*EXERCISE REQUIREMENTS*
Scan the lines below; pull out those with "white".

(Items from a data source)
######
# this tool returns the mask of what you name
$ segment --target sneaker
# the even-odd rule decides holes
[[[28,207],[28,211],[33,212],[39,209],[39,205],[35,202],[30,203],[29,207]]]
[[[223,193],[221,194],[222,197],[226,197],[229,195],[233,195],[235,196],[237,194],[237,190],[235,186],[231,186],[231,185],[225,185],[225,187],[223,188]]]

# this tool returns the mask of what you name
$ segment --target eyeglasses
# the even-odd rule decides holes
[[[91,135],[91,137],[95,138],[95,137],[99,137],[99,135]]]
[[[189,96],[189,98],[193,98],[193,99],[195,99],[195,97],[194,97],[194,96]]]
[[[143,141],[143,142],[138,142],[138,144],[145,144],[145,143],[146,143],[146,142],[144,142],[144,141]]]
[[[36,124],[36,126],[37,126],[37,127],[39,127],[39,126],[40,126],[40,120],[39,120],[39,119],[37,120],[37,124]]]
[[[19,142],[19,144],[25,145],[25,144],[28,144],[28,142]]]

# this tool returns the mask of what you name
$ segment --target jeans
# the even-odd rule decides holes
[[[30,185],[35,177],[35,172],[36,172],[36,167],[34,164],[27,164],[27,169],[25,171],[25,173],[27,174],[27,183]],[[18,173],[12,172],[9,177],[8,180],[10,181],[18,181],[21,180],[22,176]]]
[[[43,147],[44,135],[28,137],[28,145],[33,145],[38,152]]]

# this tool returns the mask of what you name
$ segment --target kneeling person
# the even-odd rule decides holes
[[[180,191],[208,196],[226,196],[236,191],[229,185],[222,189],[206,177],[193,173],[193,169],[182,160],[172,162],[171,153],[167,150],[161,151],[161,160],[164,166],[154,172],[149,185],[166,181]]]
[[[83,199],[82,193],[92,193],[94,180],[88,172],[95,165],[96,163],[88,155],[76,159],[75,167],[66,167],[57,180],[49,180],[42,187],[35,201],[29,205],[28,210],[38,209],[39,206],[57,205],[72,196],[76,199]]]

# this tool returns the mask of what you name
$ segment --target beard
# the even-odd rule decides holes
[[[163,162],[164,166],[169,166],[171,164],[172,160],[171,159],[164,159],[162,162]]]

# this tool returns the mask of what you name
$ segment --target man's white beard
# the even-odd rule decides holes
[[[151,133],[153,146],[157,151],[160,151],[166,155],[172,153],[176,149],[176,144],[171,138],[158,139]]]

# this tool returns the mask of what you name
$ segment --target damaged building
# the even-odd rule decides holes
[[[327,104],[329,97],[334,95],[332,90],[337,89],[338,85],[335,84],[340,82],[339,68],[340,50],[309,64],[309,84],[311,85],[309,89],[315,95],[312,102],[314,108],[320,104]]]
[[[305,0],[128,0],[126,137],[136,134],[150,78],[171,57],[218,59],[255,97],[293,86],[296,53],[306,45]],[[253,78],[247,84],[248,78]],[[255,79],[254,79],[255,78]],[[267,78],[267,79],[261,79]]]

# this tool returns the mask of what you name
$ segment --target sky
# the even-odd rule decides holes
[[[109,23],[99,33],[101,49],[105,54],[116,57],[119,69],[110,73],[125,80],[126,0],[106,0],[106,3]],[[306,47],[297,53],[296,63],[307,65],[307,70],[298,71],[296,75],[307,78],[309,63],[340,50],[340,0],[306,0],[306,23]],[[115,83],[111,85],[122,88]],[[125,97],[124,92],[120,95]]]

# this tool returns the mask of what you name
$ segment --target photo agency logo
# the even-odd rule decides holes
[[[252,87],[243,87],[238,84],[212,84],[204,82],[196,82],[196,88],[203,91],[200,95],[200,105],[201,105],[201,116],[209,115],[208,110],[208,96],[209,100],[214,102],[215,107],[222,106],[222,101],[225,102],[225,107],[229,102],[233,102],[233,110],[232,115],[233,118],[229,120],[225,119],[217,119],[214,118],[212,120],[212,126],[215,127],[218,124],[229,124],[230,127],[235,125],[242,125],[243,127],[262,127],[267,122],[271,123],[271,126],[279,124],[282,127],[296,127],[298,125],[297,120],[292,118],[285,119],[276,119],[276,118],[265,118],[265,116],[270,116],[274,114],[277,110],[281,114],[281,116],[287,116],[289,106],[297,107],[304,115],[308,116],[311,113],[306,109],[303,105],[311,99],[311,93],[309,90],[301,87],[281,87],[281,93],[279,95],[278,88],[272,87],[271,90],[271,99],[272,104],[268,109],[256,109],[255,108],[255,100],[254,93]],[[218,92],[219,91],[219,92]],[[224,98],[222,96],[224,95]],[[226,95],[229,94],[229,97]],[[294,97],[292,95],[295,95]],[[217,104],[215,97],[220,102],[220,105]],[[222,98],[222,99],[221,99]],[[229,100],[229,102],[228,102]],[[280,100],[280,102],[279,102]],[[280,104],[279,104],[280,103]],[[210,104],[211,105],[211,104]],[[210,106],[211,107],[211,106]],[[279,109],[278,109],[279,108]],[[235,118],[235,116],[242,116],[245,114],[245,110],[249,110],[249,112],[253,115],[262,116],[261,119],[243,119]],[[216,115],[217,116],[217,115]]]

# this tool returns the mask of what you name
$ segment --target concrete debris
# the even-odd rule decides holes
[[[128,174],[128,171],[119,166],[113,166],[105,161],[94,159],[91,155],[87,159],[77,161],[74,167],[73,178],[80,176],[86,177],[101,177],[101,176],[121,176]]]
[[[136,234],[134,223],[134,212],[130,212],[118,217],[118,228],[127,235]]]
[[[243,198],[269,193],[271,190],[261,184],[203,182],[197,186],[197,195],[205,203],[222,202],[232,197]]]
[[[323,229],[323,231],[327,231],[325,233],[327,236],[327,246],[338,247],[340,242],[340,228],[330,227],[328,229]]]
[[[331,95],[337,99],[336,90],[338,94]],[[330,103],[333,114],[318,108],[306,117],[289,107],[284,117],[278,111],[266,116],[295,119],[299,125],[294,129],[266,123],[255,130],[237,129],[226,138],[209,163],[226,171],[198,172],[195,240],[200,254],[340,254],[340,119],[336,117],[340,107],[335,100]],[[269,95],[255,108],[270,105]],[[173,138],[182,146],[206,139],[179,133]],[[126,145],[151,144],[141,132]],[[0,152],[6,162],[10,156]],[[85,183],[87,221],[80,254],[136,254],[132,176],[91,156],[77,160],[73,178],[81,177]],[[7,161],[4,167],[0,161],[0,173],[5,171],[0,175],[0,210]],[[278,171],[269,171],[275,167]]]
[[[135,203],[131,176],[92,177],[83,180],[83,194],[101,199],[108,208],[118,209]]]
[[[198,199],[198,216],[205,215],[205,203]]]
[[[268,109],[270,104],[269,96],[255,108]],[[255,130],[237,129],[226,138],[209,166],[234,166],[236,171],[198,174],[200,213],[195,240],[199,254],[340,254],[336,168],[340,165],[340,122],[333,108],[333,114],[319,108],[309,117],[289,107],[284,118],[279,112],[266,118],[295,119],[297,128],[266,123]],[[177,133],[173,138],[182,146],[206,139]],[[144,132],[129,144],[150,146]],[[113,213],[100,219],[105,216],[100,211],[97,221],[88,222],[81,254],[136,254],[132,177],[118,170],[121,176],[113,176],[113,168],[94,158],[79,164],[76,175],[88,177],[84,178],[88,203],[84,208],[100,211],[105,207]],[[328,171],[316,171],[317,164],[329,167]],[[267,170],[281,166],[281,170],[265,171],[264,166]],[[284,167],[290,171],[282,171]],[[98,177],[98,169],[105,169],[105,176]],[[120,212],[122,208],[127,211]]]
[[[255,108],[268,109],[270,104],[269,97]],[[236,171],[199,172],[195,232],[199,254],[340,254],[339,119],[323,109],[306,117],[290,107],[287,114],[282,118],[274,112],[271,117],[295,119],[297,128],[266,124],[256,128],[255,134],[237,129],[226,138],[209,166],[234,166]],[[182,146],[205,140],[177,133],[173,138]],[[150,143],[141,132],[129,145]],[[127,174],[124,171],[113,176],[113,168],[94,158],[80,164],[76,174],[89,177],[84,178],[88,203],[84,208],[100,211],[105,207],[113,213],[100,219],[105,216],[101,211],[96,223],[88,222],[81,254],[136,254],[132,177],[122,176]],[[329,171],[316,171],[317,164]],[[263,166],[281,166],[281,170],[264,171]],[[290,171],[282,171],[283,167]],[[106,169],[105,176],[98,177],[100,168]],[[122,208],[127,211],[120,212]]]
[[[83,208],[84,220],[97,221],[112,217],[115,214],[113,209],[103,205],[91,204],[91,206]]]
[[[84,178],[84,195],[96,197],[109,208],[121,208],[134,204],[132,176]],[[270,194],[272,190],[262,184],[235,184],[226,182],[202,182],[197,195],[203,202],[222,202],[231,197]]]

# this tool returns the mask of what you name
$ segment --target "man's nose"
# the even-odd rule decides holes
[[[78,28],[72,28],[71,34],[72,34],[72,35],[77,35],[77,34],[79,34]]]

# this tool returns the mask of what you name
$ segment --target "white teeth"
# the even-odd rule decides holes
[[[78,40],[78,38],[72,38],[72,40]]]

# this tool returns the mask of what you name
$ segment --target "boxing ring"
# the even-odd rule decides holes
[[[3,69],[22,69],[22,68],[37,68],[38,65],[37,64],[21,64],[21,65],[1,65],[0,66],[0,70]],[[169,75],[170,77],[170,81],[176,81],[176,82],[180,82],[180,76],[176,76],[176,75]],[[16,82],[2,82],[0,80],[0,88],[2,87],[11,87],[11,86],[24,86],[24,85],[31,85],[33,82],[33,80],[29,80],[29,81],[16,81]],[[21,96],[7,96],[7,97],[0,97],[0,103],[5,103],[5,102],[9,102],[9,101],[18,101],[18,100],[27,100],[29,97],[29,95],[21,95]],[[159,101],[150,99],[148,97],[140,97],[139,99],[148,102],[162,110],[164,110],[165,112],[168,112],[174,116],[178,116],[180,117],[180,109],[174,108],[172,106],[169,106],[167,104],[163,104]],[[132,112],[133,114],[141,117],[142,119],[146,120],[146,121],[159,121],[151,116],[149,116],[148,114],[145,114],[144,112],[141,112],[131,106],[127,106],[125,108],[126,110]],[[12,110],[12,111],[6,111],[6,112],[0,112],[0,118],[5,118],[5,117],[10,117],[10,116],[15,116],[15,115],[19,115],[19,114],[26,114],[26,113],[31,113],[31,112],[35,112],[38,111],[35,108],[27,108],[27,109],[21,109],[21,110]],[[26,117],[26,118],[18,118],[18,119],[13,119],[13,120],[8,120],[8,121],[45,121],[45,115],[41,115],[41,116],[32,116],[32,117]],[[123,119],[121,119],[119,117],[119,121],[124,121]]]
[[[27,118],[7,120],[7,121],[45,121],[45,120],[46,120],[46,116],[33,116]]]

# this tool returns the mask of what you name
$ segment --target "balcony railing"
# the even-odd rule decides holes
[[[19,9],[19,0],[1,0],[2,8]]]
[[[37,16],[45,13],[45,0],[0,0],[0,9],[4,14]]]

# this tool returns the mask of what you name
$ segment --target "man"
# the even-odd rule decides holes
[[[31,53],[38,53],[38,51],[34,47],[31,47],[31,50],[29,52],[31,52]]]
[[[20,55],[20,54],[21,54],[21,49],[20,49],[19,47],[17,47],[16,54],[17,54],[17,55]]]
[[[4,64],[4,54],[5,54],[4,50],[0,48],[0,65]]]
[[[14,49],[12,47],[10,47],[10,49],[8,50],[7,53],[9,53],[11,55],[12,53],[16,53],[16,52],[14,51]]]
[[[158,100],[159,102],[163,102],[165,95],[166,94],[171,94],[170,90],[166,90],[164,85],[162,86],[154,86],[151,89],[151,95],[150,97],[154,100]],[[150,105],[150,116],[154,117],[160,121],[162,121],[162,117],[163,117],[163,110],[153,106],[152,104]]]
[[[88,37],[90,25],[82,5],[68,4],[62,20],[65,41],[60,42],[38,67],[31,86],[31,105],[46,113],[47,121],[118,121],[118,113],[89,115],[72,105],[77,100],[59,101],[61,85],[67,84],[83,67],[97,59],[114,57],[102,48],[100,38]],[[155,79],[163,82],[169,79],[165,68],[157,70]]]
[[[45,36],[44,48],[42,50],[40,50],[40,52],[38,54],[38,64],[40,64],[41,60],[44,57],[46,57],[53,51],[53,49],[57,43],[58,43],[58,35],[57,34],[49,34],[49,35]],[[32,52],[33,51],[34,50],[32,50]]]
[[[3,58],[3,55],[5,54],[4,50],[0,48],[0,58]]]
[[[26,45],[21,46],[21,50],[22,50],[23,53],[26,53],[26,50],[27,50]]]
######
*RESULT FOR THIS TASK*
$ segment --target man's white beard
$ segment --target "white teeth"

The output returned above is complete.